What you have to do
Print the entries word for word, starting at the very first line and ending after the line that contains "point(94, 230)".

— BEGIN Data to process —

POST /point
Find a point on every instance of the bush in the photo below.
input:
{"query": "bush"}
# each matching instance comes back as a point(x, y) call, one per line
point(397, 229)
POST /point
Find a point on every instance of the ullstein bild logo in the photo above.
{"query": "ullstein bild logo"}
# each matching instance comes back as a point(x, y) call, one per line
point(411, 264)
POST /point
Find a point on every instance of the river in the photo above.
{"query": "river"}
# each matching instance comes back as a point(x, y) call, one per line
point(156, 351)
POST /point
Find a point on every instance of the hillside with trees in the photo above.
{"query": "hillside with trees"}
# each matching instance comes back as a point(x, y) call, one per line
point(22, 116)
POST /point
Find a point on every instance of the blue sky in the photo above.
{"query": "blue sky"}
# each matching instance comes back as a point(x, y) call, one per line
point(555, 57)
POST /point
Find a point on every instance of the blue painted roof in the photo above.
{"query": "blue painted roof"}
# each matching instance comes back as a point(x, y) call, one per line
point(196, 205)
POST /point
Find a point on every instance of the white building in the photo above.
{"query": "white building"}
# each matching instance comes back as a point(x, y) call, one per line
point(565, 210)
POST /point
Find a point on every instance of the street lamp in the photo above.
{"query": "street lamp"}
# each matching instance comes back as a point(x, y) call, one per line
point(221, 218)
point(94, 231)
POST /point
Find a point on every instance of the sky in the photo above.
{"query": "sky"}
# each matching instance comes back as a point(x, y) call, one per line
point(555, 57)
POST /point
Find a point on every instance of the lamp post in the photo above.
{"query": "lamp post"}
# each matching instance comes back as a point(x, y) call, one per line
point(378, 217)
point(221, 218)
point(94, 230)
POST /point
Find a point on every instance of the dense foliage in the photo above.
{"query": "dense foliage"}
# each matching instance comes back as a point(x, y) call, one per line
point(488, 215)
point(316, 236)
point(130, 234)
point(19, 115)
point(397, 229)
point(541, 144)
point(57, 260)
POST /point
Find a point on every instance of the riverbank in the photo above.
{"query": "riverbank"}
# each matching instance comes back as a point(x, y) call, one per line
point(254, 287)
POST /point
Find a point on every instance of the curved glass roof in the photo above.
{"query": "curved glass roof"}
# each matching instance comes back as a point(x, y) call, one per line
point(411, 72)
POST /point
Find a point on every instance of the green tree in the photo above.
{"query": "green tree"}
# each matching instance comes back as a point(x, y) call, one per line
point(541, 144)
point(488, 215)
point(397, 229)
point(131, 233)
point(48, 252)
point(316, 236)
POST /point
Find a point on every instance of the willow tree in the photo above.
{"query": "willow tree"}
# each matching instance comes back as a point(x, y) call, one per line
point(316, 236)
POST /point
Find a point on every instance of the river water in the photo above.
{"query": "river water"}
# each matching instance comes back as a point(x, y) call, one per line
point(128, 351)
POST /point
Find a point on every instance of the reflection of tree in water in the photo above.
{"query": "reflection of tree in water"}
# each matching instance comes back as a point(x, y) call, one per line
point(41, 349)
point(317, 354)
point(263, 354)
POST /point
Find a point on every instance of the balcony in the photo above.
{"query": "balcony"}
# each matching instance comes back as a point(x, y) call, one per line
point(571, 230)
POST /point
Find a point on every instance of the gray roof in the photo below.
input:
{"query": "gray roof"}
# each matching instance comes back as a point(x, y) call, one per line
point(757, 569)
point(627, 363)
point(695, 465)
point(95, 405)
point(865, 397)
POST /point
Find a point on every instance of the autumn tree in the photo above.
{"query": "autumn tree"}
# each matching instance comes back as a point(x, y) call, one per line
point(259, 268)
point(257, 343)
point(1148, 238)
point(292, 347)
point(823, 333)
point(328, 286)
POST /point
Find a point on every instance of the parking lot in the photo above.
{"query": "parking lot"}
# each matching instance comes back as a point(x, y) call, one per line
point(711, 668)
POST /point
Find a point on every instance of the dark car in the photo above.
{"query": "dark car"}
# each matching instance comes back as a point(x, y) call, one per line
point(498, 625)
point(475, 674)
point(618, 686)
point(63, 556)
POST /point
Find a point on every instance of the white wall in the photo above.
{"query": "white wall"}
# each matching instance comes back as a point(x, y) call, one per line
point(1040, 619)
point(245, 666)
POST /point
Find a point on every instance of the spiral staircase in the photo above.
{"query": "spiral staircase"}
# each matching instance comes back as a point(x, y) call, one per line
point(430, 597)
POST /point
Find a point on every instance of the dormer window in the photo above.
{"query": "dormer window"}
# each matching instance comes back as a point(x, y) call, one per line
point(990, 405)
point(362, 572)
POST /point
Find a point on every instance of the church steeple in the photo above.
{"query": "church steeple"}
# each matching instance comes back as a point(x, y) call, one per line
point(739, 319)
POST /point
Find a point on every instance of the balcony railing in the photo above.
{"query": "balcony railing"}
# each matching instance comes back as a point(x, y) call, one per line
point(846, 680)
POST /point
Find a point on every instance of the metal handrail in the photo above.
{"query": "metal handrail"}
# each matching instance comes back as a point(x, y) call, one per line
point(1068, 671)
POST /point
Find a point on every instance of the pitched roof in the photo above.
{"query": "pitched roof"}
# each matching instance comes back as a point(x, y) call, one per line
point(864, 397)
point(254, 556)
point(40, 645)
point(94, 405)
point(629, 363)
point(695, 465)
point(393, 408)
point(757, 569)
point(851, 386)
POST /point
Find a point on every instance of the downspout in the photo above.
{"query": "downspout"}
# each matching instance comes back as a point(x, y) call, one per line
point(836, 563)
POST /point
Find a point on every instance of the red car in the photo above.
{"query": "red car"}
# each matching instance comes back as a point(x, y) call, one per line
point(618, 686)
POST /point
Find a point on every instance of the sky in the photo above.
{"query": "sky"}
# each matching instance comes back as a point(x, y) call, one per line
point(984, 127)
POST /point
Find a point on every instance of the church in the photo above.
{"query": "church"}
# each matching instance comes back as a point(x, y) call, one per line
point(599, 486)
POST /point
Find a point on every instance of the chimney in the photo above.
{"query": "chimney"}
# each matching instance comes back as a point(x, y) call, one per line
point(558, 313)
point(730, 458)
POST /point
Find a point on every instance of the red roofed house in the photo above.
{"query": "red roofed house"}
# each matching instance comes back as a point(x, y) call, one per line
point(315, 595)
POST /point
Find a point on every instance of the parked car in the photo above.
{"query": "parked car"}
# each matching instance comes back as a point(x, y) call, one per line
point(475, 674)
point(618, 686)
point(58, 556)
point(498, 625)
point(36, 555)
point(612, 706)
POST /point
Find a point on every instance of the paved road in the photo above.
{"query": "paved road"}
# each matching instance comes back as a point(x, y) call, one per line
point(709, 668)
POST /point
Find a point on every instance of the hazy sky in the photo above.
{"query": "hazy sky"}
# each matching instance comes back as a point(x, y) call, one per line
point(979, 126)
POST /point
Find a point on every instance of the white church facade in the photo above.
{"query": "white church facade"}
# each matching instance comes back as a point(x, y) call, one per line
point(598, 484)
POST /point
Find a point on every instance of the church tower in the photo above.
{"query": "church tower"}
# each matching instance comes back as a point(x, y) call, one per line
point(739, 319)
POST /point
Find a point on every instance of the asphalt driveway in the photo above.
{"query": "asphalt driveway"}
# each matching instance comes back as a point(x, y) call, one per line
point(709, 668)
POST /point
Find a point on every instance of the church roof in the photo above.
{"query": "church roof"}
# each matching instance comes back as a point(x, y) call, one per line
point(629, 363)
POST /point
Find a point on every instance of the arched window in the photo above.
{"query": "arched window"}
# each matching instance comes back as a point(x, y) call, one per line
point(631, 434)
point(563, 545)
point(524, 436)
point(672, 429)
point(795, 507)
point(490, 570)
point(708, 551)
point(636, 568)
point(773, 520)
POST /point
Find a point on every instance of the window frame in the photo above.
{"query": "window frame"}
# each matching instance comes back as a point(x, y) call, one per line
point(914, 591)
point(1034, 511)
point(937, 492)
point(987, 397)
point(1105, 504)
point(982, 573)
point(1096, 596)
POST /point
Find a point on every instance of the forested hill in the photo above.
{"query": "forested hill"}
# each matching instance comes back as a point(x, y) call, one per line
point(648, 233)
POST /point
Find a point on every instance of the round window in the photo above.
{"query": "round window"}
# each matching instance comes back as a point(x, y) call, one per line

— END Data to process —

Full response
POST /point
Find a point on every instance of the bush in the photo below.
input:
{"query": "bush"}
# each matching instance comes back as a point(x, y) call, one per line
point(397, 229)
POST /point
Find a point on every instance of the ullstein bild logo in the photo above.
{"query": "ullstein bild logo"}
# each matching instance comes back as a point(x, y) call, one per line
point(411, 264)
POST /point
Find a point on every instance of the river in the photo above.
{"query": "river"}
# each matching instance comes back as a point(x, y) call, one per line
point(156, 351)
POST /point
Find a point on every instance of the hillside with trees in the photo above.
{"query": "hillside with trees"}
# each matching instance comes back as a point(x, y) call, one per line
point(22, 116)
POST /point
Find a point on every instance of the blue sky in the photo above.
{"query": "blue sky"}
# each matching instance comes back as a point(x, y) call, one per line
point(555, 57)
POST /point
Find a point on every instance of the blue painted roof in the photo above.
{"query": "blue painted roof"}
# each matching instance comes back as a point(x, y) call, one per line
point(196, 205)
POST /point
Find a point on every instance of the white building in the photo above.
{"query": "white building"}
# each matching instance comes back as a point(x, y) call, one per line
point(565, 210)
POST /point
Find a point on every instance of the street lamp in the photo above.
{"query": "street lamp"}
# each matching instance comes back as a point(x, y) call, one per line
point(221, 218)
point(94, 231)
POST /point
Find a point on every instance of the sky in the photo above.
{"query": "sky"}
# each matching instance comes back as a point(x, y) call, one per line
point(555, 57)
POST /point
Find a point on every instance of the lamp post in the photo above.
{"query": "lamp post"}
# each matching instance comes back as a point(x, y) call, one per line
point(378, 217)
point(221, 218)
point(94, 230)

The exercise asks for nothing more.